As shown in FIG. 4, the first cylinder 23 includes a first rack 31, a first cylinder tube 32, and a second cylinder tube 33. The first rack 31 extends in the front-rear direction. The first rack 31 is movable in the front-rear direction. The first rack 31 includes a first end 34 and a second end 35. The first end 34 is arranged in the first cylinder tube 32. The second end 35 is arranged in the second cylinder tube 33. The first cylinder tube 32 and the second cylinder tube 33 are spaced apart from each other in the front-rear direction. The pinion gear 22 is arranged between the first cylinder tube 32 and the second cylinder tube 33 in the front-rear direction.

The first rack 31 linearly moves in the front-rear direction due to hydraulic pressure from the first hydraulic actuator 25. Specifically, the first cylinder tube 32 includes a first chamber 320. The second cylinder tube 33 includes a second chamber 330. By supplying hydraulic fluid from the first hydraulic actuator 25 to the first chamber 320, the first rack 31 moves rearward due to the hydraulic pressure in the first chamber 320. By supplying hydraulic fluid from the first hydraulic actuator 25 to the second chamber 330, the first rack 31 moves forward due to the hydraulic pressure in the second chamber 330.

The first rack 31 includes a first recess 36, a plurality of first teeth 37, and a first relief portion 38. The first recess 36 is provided on the inner side surface of the first rack 31. The first recess 36 extends in the front-rear direction. The first recess 36 is located between the first end 34 and the second end 35. The first recess 36 faces the pinion gear 22. The plurality of first teeth 37 are provided in the first recess 36. The plurality of first teeth 37 are arranged side by side with each other in the front-rear direction. The pinion gear 22 is rotated by moving the first rack 31 forward and backward while the plurality of first teeth 37 are in mesh with the pinion gear 22.

### [GIVEN REQUEST]
Please render this sentence from the rack-and-pinion description in Spanish: "The first cylinder tube 32 and the second cylinder tube 33 are spaced apart from each other in the front-rear direction."

### [SUPPLIED DATA]
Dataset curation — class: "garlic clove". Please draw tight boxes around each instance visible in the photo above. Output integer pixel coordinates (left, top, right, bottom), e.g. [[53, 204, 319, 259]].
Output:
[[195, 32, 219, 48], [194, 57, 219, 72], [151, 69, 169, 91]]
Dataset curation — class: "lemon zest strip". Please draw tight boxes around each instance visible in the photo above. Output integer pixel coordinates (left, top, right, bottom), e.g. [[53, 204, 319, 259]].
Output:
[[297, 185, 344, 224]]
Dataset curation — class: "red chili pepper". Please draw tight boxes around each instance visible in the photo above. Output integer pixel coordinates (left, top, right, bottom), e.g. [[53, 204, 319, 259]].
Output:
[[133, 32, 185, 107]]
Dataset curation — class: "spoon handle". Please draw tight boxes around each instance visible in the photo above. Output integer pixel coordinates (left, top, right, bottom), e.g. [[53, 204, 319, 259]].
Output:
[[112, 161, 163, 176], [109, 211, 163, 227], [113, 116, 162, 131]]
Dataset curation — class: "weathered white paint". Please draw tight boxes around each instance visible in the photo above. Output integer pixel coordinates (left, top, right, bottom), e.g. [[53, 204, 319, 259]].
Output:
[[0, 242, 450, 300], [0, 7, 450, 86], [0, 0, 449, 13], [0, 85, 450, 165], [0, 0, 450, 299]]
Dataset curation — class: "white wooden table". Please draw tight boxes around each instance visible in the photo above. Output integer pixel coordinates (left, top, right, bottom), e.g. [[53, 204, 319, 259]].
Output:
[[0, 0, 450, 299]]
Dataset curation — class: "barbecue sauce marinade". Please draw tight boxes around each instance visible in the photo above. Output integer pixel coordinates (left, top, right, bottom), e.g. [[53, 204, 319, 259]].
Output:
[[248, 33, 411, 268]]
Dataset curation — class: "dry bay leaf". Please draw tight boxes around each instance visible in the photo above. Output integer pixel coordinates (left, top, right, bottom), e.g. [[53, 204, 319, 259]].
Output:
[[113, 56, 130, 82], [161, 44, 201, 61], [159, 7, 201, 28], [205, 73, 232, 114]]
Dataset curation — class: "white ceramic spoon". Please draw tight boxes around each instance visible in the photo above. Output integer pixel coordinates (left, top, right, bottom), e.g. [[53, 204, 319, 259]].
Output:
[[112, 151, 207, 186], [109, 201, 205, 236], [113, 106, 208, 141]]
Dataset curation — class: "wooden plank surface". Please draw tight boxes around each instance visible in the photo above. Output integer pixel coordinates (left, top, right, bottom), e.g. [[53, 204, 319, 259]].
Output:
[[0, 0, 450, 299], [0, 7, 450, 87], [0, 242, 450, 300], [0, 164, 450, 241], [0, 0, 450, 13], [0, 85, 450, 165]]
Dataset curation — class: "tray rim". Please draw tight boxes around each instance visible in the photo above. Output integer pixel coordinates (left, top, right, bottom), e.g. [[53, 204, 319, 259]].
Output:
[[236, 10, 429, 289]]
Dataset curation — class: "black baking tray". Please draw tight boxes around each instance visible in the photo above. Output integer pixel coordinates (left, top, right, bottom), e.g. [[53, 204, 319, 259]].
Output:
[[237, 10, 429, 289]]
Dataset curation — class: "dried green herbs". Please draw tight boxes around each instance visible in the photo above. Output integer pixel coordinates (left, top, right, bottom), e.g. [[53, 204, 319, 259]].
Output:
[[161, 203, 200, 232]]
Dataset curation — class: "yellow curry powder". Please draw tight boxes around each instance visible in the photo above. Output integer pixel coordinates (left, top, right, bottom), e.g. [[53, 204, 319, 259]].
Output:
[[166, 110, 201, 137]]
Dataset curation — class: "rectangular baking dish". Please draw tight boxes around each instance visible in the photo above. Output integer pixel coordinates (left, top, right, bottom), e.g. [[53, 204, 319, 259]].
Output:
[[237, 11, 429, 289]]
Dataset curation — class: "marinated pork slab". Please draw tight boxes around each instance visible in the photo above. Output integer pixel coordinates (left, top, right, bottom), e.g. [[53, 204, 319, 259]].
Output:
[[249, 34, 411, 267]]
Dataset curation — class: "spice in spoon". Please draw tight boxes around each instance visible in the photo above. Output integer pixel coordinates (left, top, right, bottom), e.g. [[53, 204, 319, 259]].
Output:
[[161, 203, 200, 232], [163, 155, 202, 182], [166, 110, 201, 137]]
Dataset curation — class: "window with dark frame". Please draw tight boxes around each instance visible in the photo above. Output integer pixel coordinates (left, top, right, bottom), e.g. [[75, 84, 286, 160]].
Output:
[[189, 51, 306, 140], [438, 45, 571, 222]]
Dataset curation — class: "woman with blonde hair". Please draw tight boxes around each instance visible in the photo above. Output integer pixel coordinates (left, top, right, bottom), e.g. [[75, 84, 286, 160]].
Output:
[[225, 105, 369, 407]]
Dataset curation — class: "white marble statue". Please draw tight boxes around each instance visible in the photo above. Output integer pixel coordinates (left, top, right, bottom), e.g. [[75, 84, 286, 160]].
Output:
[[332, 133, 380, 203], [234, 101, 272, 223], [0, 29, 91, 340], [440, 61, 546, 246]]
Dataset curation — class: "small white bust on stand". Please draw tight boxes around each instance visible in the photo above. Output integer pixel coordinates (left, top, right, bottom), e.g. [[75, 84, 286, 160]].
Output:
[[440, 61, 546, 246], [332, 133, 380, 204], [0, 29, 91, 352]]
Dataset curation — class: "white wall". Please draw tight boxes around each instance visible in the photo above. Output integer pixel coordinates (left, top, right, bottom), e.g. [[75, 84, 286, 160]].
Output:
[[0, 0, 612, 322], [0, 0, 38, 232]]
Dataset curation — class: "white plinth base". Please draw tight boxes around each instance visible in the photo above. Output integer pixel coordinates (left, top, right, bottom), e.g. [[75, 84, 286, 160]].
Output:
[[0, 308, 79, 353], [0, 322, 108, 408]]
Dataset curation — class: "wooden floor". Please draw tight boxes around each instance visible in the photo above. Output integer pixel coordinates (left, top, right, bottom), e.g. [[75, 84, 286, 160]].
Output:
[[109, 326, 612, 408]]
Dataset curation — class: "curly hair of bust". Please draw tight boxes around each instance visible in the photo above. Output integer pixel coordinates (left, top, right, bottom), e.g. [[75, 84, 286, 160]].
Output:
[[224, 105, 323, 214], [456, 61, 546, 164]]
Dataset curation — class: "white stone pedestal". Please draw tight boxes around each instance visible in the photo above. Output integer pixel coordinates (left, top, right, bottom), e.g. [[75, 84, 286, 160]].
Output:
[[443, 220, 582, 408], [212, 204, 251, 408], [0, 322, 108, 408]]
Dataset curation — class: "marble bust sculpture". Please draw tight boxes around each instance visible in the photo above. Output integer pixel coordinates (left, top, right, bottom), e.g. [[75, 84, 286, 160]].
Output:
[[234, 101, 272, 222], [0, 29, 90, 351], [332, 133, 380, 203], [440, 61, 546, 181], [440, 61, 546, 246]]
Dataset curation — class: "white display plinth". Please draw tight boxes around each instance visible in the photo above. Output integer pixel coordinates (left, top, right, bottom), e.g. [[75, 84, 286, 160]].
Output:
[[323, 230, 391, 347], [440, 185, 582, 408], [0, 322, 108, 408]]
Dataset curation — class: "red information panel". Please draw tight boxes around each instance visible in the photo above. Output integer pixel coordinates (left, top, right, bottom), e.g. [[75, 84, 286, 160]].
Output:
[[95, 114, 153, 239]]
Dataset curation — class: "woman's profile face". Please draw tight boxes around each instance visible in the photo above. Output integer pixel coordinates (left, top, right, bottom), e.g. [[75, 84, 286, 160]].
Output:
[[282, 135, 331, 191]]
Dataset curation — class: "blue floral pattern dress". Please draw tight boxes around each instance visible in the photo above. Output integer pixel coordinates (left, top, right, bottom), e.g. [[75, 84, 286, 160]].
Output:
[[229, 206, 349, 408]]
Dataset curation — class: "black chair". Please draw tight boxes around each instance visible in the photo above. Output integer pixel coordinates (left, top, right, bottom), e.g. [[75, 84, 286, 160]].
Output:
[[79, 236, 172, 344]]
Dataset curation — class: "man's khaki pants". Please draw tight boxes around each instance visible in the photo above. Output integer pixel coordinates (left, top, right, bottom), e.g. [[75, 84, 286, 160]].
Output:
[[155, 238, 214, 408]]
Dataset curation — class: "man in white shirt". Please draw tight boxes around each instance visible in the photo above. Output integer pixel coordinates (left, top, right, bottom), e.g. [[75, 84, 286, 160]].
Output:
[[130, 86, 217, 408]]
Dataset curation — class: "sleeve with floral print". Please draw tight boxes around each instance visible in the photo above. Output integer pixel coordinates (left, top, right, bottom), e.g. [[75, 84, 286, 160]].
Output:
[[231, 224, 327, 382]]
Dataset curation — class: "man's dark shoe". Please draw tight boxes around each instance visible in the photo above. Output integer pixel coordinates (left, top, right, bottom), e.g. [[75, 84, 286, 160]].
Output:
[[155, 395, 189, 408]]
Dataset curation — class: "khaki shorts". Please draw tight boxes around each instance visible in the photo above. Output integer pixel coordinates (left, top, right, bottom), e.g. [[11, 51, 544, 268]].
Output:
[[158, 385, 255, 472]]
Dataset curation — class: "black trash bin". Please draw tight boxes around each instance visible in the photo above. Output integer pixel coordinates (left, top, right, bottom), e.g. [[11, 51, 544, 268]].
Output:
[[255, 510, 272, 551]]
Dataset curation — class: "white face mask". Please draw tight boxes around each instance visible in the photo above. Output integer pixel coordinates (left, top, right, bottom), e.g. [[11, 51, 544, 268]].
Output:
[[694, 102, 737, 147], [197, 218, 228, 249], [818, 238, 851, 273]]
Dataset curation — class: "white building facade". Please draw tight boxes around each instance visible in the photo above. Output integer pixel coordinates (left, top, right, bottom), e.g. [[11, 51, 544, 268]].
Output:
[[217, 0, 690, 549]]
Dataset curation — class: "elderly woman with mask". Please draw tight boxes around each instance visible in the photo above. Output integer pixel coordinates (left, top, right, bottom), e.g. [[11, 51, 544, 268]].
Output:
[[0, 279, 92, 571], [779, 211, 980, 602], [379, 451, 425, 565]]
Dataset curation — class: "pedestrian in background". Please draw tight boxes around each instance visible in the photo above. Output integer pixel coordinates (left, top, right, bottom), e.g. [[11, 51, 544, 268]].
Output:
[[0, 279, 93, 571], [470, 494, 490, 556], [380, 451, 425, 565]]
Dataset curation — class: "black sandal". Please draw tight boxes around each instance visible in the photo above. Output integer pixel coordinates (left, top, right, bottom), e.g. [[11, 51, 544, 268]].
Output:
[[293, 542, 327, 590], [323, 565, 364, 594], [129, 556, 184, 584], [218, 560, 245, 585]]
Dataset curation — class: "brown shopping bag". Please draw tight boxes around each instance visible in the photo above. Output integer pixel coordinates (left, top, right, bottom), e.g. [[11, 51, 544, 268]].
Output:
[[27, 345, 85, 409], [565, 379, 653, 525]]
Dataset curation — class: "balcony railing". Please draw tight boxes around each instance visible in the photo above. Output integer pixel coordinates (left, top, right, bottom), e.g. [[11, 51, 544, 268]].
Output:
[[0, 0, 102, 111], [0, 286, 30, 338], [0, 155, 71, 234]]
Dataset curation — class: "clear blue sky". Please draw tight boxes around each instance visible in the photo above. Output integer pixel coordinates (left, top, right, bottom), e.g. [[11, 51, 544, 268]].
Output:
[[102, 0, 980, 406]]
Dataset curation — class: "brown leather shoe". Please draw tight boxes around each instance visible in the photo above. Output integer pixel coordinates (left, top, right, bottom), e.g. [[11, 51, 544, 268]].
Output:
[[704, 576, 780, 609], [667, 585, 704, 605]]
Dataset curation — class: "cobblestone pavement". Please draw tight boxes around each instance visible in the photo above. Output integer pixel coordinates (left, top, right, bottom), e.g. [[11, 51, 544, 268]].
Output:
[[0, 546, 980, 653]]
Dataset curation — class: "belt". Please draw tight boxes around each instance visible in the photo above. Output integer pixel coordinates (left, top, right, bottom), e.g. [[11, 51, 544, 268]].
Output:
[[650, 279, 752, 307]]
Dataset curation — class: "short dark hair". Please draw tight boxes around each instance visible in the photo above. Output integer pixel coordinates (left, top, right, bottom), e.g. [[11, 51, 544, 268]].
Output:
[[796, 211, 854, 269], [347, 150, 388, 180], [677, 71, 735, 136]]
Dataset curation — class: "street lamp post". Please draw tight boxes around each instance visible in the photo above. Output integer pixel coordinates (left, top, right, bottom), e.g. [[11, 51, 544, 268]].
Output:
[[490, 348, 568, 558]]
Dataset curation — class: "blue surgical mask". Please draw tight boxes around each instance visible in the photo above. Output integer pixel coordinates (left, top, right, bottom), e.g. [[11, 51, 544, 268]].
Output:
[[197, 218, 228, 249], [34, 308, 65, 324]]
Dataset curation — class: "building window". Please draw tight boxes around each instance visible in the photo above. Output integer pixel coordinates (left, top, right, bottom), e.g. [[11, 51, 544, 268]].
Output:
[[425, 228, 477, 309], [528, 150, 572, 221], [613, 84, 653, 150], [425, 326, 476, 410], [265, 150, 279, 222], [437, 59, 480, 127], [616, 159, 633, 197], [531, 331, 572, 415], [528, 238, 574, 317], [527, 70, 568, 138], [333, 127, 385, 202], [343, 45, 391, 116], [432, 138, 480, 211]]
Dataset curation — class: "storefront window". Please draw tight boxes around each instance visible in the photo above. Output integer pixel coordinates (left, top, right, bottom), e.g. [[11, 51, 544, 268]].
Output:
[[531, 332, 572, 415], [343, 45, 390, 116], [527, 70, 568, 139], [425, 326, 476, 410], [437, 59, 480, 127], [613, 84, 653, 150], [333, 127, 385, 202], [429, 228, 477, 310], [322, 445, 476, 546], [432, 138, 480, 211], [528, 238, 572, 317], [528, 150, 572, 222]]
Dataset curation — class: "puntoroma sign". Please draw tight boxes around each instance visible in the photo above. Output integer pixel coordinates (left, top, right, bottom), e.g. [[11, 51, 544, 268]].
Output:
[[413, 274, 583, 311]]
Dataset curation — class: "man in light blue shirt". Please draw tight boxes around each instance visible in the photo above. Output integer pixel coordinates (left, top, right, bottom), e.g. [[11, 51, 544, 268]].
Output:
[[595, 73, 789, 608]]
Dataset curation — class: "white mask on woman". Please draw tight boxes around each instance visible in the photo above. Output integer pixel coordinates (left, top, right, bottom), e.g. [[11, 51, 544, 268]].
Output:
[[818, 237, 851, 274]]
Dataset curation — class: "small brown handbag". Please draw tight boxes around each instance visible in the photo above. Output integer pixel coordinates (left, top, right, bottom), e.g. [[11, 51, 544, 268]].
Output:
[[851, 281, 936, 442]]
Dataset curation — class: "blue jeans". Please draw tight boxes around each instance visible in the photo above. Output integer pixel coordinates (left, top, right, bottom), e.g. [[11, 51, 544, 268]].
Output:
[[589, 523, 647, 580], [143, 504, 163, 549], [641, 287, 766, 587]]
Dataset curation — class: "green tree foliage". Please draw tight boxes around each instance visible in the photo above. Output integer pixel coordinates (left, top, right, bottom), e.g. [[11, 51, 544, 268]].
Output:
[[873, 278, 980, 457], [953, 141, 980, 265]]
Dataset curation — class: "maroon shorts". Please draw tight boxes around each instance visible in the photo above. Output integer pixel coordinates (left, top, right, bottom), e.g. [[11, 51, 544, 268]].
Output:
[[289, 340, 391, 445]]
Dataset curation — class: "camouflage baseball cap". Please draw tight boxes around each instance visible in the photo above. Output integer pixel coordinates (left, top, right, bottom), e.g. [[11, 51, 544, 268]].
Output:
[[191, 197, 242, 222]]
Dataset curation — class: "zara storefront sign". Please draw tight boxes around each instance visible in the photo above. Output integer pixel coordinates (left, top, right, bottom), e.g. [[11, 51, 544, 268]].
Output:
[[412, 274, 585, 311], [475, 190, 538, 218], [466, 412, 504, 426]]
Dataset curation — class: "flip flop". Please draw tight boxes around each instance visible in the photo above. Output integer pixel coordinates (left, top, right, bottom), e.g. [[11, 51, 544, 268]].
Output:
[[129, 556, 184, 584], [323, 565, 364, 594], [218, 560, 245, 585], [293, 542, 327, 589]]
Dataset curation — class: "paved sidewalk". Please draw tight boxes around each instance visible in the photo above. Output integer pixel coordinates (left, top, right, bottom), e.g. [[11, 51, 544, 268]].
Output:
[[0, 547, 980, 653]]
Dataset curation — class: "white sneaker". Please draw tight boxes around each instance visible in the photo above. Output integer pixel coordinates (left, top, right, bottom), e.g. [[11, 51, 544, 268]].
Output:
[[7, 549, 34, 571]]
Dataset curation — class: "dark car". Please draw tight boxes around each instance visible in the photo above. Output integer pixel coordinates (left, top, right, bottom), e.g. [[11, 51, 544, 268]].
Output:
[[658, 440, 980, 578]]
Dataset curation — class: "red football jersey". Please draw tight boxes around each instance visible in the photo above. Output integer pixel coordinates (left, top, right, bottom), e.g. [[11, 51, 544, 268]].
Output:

### [ANSWER TO THIS PROBLEM]
El primer tubo de cilindro 32 y el segundo tubo de cilindro 33 están separados entre sí en la dirección delantera-trasera.